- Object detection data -
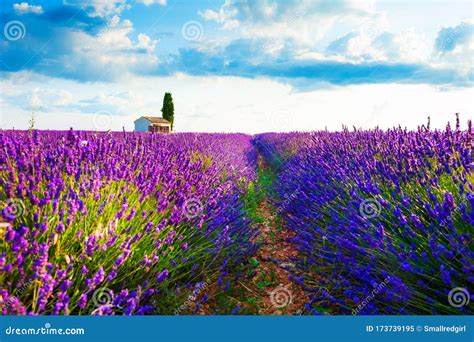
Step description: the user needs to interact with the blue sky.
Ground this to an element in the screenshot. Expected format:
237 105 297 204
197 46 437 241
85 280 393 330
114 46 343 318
0 0 474 132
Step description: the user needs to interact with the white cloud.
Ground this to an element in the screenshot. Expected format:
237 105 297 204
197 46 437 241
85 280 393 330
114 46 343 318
63 0 131 17
138 0 166 6
64 16 158 79
0 74 474 133
13 2 43 14
199 0 377 47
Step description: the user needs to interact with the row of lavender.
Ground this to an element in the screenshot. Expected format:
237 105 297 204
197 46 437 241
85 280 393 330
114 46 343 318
255 122 474 314
0 130 256 315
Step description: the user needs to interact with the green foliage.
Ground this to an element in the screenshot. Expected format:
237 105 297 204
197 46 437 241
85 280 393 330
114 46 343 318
161 93 174 130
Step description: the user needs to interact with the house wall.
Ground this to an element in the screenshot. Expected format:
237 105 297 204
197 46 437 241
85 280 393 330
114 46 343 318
135 118 150 132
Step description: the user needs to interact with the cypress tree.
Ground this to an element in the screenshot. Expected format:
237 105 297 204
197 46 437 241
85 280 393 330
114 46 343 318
161 93 174 130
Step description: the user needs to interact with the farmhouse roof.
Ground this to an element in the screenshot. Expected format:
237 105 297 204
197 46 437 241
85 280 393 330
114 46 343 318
143 116 171 124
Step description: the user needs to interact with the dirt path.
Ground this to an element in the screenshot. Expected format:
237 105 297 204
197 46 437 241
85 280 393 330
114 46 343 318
200 155 307 315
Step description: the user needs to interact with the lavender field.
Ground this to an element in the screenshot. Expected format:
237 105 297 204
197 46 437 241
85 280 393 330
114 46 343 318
0 122 474 315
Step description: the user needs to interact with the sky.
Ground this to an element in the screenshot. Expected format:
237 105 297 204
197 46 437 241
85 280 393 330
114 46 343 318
0 0 474 133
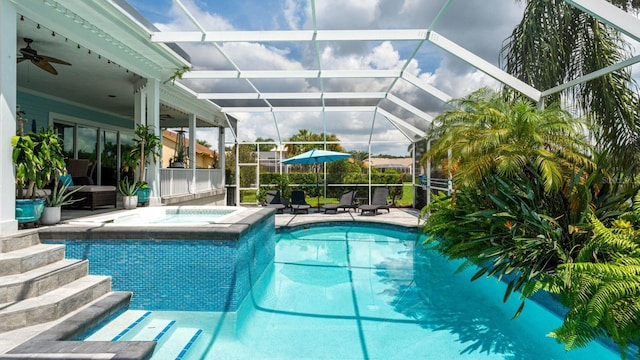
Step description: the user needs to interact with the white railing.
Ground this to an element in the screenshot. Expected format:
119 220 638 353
160 168 224 197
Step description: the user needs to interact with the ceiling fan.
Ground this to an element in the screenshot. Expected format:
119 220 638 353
18 38 71 75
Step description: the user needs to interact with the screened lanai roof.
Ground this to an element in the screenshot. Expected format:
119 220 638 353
129 0 640 150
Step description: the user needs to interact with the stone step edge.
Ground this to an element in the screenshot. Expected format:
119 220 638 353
0 244 65 276
0 229 40 254
6 292 156 359
0 275 111 332
0 259 89 303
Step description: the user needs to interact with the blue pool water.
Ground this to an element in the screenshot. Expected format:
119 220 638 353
87 224 619 360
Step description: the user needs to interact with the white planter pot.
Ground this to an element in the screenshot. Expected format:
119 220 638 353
40 206 62 225
122 195 138 210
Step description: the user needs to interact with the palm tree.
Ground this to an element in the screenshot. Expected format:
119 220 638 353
551 211 640 355
421 88 593 191
502 0 640 169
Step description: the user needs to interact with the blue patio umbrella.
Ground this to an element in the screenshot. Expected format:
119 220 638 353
281 149 351 209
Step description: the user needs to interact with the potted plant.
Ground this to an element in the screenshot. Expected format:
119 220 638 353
118 177 139 210
40 177 84 225
129 124 162 203
11 112 65 224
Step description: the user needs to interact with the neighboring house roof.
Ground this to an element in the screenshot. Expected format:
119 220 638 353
363 158 413 168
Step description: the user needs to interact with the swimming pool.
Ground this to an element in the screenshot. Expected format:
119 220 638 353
81 224 619 359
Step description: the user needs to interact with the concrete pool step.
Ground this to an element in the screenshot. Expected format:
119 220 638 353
0 275 111 332
0 230 40 253
0 244 65 276
0 259 89 304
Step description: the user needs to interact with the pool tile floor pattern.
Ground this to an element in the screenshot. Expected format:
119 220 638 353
0 208 422 359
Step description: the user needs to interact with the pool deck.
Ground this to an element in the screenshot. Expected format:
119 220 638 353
0 208 422 359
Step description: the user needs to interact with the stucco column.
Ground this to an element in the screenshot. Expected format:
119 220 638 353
133 83 147 126
218 127 227 184
147 79 162 206
189 114 198 194
0 0 18 236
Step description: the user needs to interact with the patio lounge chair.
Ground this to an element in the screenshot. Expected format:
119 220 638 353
360 188 391 215
264 191 287 214
323 190 358 214
66 159 117 210
291 190 311 214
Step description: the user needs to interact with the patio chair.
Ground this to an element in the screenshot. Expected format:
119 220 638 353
66 159 117 210
264 190 287 214
360 188 391 215
291 190 311 214
323 190 358 214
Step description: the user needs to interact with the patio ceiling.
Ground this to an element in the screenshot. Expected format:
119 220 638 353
16 0 226 128
142 0 640 148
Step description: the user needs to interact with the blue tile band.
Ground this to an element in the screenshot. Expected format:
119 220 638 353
153 320 176 342
43 216 276 311
111 311 151 341
176 329 202 360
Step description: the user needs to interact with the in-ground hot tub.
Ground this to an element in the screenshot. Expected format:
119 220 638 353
39 206 275 311
68 206 247 226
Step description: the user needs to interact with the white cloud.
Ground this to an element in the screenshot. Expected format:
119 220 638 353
134 0 522 154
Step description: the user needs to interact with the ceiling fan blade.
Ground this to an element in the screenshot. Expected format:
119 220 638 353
40 55 71 65
31 59 58 75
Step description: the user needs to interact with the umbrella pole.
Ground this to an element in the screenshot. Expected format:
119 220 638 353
316 163 320 213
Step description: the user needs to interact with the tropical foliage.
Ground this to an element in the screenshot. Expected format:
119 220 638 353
551 208 640 355
423 90 639 354
502 0 640 171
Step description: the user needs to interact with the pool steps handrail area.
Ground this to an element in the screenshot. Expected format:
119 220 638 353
0 230 156 359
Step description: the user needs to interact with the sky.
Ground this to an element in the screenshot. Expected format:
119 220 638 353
128 0 523 156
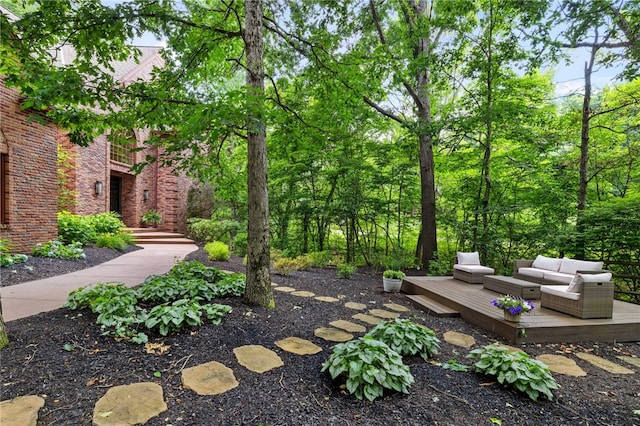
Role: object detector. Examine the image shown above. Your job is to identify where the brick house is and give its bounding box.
[58,47,194,233]
[0,20,195,253]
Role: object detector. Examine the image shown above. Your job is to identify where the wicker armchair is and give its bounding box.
[540,281,614,319]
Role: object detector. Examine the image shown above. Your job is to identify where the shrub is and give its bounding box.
[32,240,86,259]
[136,275,183,303]
[322,336,414,401]
[86,212,126,235]
[467,345,560,401]
[307,250,334,268]
[273,257,300,277]
[167,260,227,283]
[58,212,96,245]
[204,241,229,260]
[366,318,440,360]
[63,283,142,343]
[145,299,231,336]
[295,255,312,271]
[338,263,358,278]
[95,233,133,251]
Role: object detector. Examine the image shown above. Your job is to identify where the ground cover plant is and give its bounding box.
[63,261,244,343]
[0,249,640,426]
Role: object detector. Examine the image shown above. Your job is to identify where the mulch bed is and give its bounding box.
[0,250,640,426]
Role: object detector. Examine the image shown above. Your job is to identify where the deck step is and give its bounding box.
[407,294,460,317]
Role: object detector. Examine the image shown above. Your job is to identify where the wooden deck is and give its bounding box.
[402,277,640,343]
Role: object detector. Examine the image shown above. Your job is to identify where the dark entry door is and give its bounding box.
[109,176,122,216]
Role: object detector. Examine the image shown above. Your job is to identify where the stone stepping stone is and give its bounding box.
[618,355,640,368]
[351,314,384,325]
[369,309,400,319]
[182,361,239,395]
[314,296,340,303]
[382,303,411,312]
[329,320,367,333]
[276,337,322,355]
[291,291,316,297]
[93,382,167,426]
[344,302,367,311]
[536,354,587,377]
[233,345,284,373]
[0,395,44,426]
[576,352,635,374]
[442,331,476,349]
[313,327,353,342]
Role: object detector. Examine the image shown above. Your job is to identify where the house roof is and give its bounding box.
[51,45,164,82]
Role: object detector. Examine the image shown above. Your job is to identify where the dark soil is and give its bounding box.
[0,250,640,426]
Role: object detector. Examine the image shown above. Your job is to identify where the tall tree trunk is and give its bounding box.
[244,0,275,308]
[415,0,438,273]
[575,45,598,259]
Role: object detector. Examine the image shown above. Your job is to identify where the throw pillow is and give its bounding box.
[458,251,480,265]
[531,255,562,272]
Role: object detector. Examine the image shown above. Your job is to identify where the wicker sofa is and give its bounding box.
[513,256,606,285]
[540,273,614,319]
[453,251,495,284]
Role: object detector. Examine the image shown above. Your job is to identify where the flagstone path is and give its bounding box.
[0,283,640,426]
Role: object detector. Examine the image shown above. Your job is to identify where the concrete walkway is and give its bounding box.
[0,244,198,322]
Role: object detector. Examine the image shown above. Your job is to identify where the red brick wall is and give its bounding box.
[0,82,58,253]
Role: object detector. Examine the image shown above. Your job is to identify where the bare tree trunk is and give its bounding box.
[575,45,598,259]
[244,0,275,308]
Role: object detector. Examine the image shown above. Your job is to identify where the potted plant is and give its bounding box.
[491,294,535,322]
[140,210,162,227]
[382,269,406,293]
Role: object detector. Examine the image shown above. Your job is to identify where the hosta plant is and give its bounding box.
[145,299,231,336]
[32,240,87,259]
[468,345,560,401]
[322,336,414,401]
[367,318,440,360]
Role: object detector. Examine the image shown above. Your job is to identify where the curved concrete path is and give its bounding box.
[0,244,198,322]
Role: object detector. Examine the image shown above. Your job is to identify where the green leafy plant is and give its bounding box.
[467,345,560,401]
[63,283,146,341]
[338,263,358,278]
[136,275,183,304]
[491,294,535,315]
[87,212,126,235]
[442,359,470,372]
[32,240,87,259]
[0,239,29,267]
[58,211,97,245]
[140,210,162,225]
[167,260,227,283]
[145,298,231,336]
[273,257,301,277]
[204,241,229,260]
[382,269,406,280]
[322,336,414,401]
[366,318,440,360]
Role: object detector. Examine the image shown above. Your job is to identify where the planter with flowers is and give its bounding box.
[491,295,535,322]
[382,269,405,293]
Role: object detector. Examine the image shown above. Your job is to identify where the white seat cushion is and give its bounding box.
[540,285,580,300]
[458,251,480,265]
[453,264,496,275]
[543,271,575,284]
[518,268,544,278]
[531,255,562,272]
[558,257,604,274]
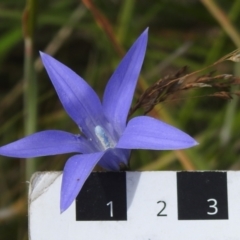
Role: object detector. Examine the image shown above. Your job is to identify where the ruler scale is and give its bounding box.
[29,171,240,240]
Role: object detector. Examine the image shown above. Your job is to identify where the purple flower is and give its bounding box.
[0,30,197,212]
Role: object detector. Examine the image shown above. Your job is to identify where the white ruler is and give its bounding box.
[29,171,240,240]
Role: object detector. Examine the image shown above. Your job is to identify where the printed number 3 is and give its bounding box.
[207,198,218,215]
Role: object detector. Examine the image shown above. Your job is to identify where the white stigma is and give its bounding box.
[94,125,113,149]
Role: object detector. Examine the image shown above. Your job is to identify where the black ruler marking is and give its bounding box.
[177,172,228,220]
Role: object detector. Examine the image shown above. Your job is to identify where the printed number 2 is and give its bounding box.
[106,201,113,217]
[207,198,218,215]
[157,201,167,217]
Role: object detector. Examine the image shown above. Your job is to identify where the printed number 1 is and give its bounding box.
[106,201,113,217]
[207,198,218,215]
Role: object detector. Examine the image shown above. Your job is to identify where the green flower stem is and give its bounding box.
[22,0,37,180]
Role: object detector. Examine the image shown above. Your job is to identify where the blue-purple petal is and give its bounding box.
[103,29,148,134]
[40,52,103,138]
[0,130,91,158]
[116,116,198,150]
[98,148,131,171]
[60,152,104,212]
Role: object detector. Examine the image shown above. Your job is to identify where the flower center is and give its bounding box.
[94,125,114,149]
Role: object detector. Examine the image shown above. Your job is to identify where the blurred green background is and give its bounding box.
[0,0,240,240]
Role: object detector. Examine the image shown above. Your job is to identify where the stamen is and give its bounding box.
[94,125,114,149]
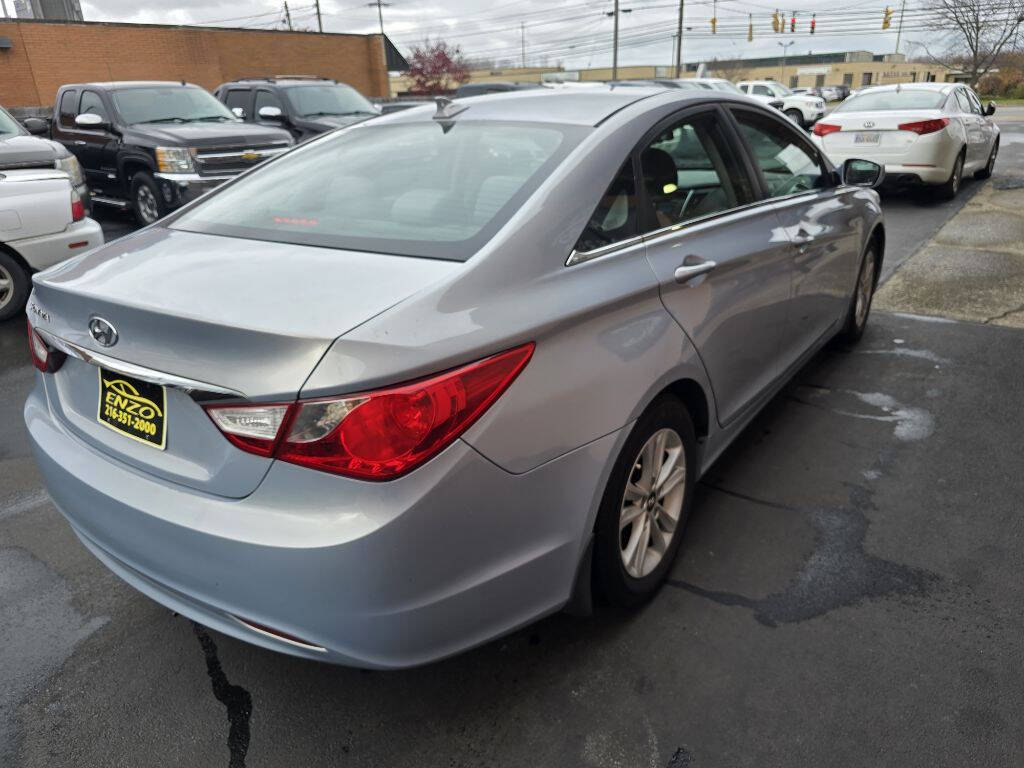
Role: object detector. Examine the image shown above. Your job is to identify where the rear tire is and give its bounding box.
[935,150,964,200]
[594,395,697,608]
[974,139,999,178]
[0,251,32,321]
[838,240,879,346]
[131,171,167,226]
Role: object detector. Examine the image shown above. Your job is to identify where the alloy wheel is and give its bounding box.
[135,184,160,224]
[618,428,686,579]
[0,266,14,309]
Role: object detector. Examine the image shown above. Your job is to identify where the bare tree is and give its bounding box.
[915,0,1024,86]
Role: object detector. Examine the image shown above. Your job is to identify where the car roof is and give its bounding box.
[373,85,716,126]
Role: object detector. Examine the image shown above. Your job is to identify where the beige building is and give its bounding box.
[391,51,965,96]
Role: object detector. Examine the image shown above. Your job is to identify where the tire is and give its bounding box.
[131,171,167,226]
[935,150,965,200]
[974,138,999,178]
[838,240,879,345]
[594,395,697,608]
[0,251,32,321]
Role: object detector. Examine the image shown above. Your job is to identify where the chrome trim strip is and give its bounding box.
[35,327,246,397]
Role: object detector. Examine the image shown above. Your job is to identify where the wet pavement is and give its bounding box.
[0,121,1024,768]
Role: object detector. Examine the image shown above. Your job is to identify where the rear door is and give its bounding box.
[731,106,860,368]
[639,108,793,424]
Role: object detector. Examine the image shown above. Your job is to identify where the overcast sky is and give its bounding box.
[72,0,928,69]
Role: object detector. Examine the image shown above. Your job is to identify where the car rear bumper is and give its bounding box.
[25,382,624,669]
[7,217,103,269]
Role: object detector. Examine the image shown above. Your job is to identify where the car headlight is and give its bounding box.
[157,146,195,173]
[53,155,85,186]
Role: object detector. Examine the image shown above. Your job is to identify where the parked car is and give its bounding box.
[736,80,825,128]
[813,83,999,199]
[214,75,381,141]
[0,168,103,321]
[50,81,294,224]
[25,87,885,668]
[0,106,90,214]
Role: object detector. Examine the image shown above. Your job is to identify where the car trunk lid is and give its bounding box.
[30,228,460,498]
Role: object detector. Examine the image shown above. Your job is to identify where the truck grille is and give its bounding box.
[195,141,291,176]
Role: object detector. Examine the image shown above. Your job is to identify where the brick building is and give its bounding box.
[0,19,401,108]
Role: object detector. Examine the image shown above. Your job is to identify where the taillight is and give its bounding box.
[207,343,534,480]
[71,188,85,221]
[899,118,949,136]
[28,323,66,374]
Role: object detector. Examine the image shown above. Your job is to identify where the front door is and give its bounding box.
[640,108,792,424]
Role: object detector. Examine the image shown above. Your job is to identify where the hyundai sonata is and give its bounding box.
[25,87,885,668]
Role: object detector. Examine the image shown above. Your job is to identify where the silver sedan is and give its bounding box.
[25,87,886,668]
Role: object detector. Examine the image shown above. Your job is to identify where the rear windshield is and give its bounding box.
[171,121,587,261]
[833,88,946,112]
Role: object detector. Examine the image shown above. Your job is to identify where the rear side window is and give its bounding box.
[734,110,830,198]
[575,160,637,251]
[171,120,591,261]
[640,113,754,231]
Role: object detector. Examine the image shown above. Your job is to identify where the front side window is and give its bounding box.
[170,120,591,261]
[733,110,830,198]
[78,91,106,121]
[114,85,237,125]
[640,113,754,231]
[575,160,637,251]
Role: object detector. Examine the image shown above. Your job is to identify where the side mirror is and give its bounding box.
[843,158,886,189]
[23,118,50,136]
[75,112,106,130]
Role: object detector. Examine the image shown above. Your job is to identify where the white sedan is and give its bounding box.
[0,168,103,321]
[813,83,999,199]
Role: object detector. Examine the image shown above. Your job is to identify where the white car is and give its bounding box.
[812,83,999,198]
[736,80,825,128]
[0,168,103,321]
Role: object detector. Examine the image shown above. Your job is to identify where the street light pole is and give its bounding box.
[778,40,794,85]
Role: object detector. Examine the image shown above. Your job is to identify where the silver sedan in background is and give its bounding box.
[25,87,886,668]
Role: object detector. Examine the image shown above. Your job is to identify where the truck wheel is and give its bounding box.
[131,171,167,226]
[0,251,32,321]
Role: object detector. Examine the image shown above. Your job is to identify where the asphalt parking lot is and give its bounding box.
[0,123,1024,768]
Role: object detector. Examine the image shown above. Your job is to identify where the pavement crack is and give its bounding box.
[193,622,253,768]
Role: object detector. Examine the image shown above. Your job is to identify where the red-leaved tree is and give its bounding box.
[409,40,469,96]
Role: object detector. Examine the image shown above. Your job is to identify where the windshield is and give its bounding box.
[171,120,589,261]
[114,85,238,125]
[834,88,946,112]
[285,85,377,118]
[0,106,26,136]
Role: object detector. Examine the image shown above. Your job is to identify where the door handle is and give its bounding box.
[675,256,718,283]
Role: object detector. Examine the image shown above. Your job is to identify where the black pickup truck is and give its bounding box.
[50,82,294,224]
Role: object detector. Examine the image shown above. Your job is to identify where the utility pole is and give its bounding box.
[676,0,685,80]
[896,0,906,53]
[604,0,633,80]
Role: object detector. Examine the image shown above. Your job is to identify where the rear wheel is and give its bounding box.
[0,251,32,321]
[131,171,167,226]
[594,395,697,608]
[935,150,964,200]
[974,139,999,178]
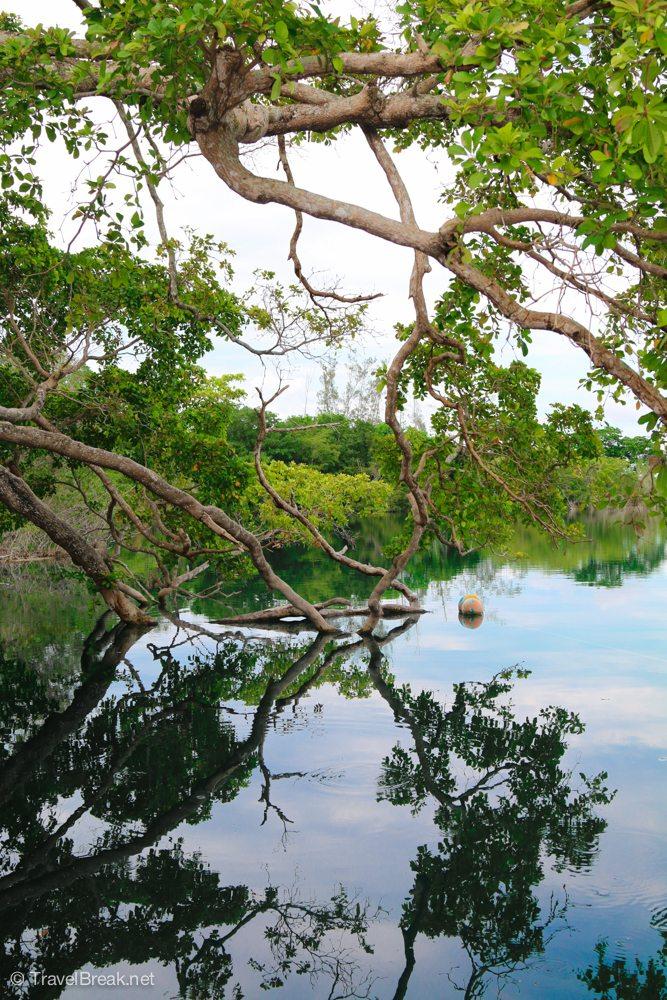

- Exercise requirements -
Swap "Examine" for "Inspect" throughout the section of the data that starts with the line containing "center is and give its bounding box." and ends with the line containing "[915,0,1024,86]", then give only that section with no other changes. Leave the pictures out.

- Response below -
Role: object detector. Inspect the image shown above. Your job is to identify where the flower center is and give its bounding box.
[94,125,114,149]
Role: object detector. Inspect the image shown above. Your job is to identify where the blurred green background is and give its bounding box.
[0,0,240,240]
Role: object detector. Inspect the image shown above. Your job is to identify where the stamen is and give its bounding box.
[94,125,114,149]
Role: object detector. Inspect the image shown above. Your job is to identify where the rear tire is and give its bounding box.
[935,150,964,200]
[594,395,697,608]
[974,139,999,178]
[0,251,32,321]
[838,240,879,346]
[131,171,167,226]
Role: object detector. Inspect the image shown above. Your job is to identify where the alloy wheel is and give its bounding box.
[135,184,160,224]
[618,428,686,579]
[0,266,14,309]
Role: object detector. Inspect the image shown above. Your job is to identify where the bare tree is and give its bounding box.
[915,0,1024,86]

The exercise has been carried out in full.